• TO DO
The records below are to be transcribed exactly from their first line to the line that has "Q: Give the pixel coordinates of a point on the building", inclusive, with every picture omitted.

(Photo-based referring expression data)

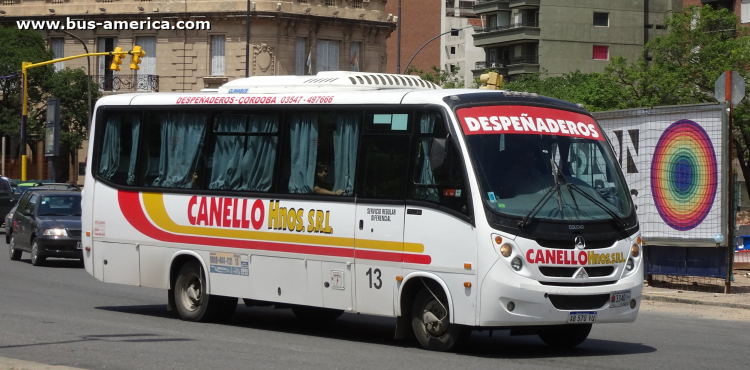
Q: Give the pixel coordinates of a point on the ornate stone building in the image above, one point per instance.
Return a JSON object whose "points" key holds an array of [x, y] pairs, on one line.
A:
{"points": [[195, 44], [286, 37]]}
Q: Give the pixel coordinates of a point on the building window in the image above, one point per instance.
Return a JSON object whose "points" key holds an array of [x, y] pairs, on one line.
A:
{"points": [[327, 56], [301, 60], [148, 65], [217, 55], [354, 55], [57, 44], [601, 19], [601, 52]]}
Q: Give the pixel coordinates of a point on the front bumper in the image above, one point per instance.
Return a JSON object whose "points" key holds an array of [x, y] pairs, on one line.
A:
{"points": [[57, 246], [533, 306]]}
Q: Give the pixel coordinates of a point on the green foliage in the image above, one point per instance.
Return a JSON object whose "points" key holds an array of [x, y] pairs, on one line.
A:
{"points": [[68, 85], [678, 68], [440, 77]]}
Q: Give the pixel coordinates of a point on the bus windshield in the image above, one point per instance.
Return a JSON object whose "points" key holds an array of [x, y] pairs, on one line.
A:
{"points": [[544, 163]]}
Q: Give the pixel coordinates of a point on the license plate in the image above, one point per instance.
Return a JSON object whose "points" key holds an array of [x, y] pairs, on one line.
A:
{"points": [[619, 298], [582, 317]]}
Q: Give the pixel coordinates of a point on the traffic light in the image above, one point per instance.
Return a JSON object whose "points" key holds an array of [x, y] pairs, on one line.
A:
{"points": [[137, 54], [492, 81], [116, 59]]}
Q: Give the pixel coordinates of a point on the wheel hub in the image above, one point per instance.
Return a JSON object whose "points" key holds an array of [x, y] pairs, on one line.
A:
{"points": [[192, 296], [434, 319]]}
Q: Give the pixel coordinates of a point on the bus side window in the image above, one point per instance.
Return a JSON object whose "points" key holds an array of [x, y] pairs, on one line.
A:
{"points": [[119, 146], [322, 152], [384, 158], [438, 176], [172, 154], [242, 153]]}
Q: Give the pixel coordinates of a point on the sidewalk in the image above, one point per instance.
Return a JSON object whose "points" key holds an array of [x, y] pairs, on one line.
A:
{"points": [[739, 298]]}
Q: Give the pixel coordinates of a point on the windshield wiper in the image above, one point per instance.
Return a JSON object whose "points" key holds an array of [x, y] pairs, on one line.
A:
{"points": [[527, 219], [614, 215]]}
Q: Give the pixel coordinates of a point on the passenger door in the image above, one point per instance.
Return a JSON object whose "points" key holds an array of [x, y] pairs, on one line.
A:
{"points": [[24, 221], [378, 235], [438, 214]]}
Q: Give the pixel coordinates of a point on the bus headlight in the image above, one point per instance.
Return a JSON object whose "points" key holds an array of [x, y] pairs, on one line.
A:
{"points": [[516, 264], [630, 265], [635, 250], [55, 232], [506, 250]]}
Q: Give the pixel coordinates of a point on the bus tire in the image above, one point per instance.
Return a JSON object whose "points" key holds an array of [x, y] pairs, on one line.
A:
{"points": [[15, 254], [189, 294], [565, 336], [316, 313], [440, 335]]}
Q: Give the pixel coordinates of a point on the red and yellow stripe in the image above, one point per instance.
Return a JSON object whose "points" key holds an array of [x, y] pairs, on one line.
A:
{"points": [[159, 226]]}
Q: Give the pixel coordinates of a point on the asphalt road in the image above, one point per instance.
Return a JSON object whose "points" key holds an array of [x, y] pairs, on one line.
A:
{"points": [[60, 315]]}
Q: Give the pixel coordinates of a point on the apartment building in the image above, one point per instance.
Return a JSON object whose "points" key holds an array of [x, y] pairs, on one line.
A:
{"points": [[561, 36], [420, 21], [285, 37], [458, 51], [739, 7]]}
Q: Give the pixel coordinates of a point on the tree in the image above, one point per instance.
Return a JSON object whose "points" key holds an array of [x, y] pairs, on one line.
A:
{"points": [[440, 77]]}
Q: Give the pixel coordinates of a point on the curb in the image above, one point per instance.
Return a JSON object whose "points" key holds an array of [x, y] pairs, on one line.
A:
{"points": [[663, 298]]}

• ANSWER SECTION
Q: Give the pixel coordinates of a point on the ornate stone building in the image above, one point per instance.
Return a JSON object whose "points" key holds an array of [x, y] pairs, on one line.
A:
{"points": [[195, 44], [286, 37]]}
Q: Give the pixel coordinates of a point on the building window in the image above, one point per instance.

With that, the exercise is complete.